▶ **What you need to do**:
**a)** Summarize the essay on Death Becomes Her and perfectionism in two sentences.
**b)** Pick up the essay on Death Becomes Her and perfectionism after its final sentence and keep writing it.

-------- Supplied passage

This ends up being a good thing, because after the musical I decided to revisit the film and... it's kind of a dud. The film isn't really interested in the societal pressure on women to appear perfect, and the musical course-corrects a lot of the misogyny of the film, especially the ending. I tried not to read too much into a musical that is essentially a brand extension, given that it tries to skewer vanity, while featuring a cast of a dozen dancers right out of an Equinox ad.

The illusion is that all of this is effortless, but the older I get the more obvious the labour required. By coincidence, I saw Kumail Nanjiani in Oh, Mary! who has discussed the body dysmorphia that came after getting ripped for Eternals. And still, on the streets and in Central Park, I saw runners everywhere: men with Marvel-esque bodies that surely drew them a lot of attention, and perhaps that attention far outweighs the cost–or, maybe the cost is just so high it's better to not think about it even for a second.

In an "epidemic of perfectionism," I wonder what are the role of cautionary tales if we already know the danger and yet still feel like we have no choice? The subtext of Death Becomes Her the musical is that huge swaths of people–such as women, queer people, racialized people–are put under incredible scrutiny, and perfectionism is a false idol with costs far outstripping the benefits.

The New Yorker piece acknowledges this, without drawing a thick line to how capitalism and classism are exacerbating factors. This is evident when getting to the potential antidote to perfectionism: mattering.

----------------
-------- Recorded data

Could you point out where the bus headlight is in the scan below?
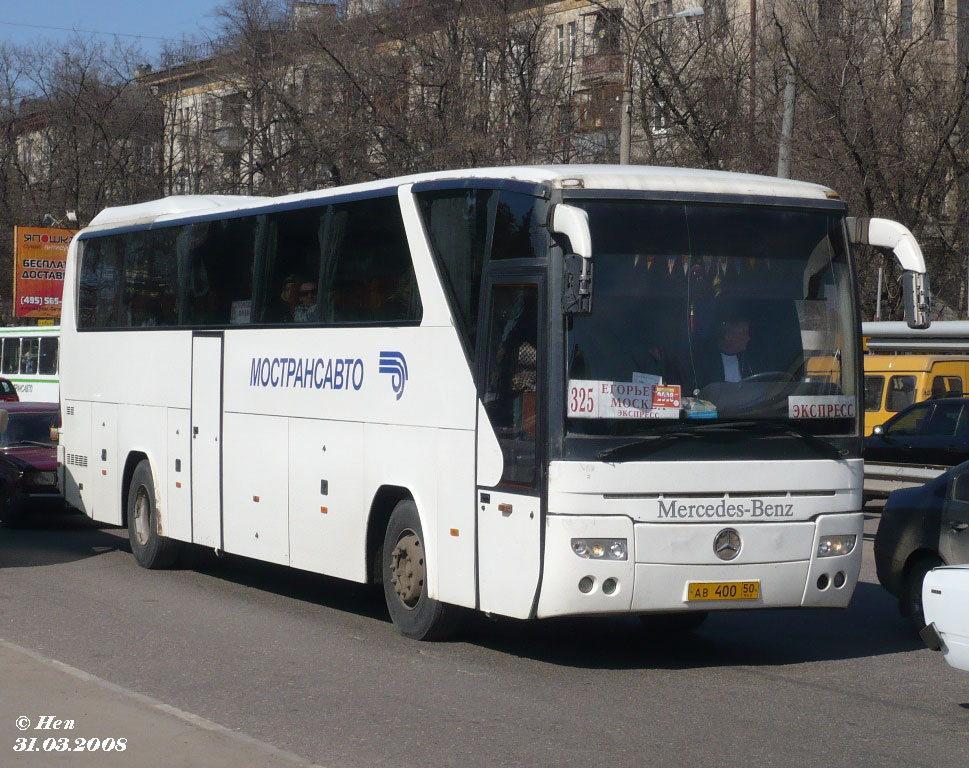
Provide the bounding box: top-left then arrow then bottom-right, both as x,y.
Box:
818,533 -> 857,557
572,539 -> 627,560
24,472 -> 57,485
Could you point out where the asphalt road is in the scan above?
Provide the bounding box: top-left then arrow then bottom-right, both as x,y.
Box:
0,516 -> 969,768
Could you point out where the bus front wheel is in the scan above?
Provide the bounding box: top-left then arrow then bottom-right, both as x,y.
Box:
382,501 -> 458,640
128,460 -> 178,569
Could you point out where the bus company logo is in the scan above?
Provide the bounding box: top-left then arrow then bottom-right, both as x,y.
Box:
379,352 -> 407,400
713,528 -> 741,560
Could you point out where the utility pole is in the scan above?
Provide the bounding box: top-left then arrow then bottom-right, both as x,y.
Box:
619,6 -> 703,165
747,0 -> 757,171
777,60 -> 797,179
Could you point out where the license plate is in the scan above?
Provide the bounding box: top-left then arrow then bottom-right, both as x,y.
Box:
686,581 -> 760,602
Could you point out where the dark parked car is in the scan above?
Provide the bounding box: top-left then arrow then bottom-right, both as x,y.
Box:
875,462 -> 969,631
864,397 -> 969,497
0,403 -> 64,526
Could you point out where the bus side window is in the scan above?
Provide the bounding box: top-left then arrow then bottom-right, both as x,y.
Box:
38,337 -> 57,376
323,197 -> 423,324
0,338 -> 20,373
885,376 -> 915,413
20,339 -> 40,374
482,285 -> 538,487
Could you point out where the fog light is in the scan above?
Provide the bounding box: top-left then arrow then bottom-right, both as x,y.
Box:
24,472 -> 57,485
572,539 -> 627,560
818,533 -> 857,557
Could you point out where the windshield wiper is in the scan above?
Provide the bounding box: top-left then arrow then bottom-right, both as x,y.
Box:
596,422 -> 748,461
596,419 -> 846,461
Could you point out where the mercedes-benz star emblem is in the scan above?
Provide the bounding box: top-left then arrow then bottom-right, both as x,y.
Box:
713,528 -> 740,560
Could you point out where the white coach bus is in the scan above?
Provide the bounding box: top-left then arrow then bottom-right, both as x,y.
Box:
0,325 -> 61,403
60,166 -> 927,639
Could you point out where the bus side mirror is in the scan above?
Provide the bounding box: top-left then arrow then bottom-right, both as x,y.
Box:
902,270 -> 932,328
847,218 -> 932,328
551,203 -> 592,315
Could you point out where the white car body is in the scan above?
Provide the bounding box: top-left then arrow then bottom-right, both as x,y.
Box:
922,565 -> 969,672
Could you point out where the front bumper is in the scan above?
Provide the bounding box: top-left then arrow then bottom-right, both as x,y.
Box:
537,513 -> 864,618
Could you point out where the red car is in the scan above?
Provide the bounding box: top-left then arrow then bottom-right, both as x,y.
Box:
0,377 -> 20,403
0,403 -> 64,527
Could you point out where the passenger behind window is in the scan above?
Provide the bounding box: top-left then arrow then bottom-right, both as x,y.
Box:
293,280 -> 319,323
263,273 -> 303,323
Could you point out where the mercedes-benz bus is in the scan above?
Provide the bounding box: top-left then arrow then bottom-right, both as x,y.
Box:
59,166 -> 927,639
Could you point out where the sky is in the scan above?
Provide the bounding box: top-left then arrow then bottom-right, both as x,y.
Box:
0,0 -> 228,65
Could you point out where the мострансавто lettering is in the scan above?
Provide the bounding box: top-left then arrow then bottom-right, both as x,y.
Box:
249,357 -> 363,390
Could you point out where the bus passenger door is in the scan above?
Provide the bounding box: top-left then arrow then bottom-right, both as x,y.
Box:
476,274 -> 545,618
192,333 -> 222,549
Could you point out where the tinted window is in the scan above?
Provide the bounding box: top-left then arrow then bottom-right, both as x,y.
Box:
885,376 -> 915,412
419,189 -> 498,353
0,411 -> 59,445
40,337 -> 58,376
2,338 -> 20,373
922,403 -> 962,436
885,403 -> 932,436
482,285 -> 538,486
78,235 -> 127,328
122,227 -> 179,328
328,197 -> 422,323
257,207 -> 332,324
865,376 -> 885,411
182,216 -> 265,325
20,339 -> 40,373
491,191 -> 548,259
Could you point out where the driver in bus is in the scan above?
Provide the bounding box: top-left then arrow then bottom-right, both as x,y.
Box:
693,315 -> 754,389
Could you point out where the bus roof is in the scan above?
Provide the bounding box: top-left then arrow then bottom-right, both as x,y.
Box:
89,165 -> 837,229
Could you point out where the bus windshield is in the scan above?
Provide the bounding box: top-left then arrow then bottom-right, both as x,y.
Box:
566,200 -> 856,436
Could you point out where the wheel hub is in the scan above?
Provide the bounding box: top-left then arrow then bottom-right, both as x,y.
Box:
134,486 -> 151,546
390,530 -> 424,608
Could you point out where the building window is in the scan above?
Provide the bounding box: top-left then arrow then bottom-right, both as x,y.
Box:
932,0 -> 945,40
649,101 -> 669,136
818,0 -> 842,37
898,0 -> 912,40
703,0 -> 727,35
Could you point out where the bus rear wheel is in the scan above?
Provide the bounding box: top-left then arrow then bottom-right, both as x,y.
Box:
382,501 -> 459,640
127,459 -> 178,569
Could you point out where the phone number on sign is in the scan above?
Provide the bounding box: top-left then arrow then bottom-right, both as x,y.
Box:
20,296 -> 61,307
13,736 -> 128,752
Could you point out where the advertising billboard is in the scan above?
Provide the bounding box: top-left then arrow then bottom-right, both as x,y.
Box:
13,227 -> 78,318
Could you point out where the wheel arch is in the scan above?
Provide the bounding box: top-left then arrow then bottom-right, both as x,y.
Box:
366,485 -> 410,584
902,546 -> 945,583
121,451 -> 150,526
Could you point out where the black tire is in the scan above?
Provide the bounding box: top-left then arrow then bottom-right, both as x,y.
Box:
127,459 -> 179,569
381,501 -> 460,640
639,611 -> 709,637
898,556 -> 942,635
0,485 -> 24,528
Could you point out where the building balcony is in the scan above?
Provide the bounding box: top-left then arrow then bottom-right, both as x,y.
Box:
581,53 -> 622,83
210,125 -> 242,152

----------------

▶ **Responses to the exercise**:
**a)** After seeing the Death Becomes Her musical, the writer revisited the film and found it a dud, since the musical course-corrects much of the film's misogyny and engages more with the pressure on women to appear perfect. Noting the labor behind bodies that look effortless, the writer reads the musical's subtext as casting perfectionism as a false idol whose costs, borne heavily by scrutinized groups such as women, queer people, and racialized people, far outstrip its benefits.

**b)**
But mattering isn’t just about being loved or having a sense of belonging; it’s about feeling essential and unreplaceable. As Flett puts it, “Feelings of mattering are often rooted in having someone recognize our distinctiveness.”

For me, the flattening that occurs under capitalism and classism, the transmutation into a cog or nameless servant, is exactly how we "anti-matter," to use Flett's phrasing. Marginalized groups tend toward perfectionism precisely because the system requires these groups to matter less so that they can be taken advantage of.

At the end of the Death Becomes Her musical, the two leads Helen and Madeline realize they need one another and are actually each other's person ("Alive Forever"). It's a realization that comes only after their attempts at vanity fall through, and, although it seems obvious, it also feels like a lesson we're learning over and over again. The difficult part, I think, is not only finding someone who cares for us when we're imperfect, but that we can trust will be there when we're in need.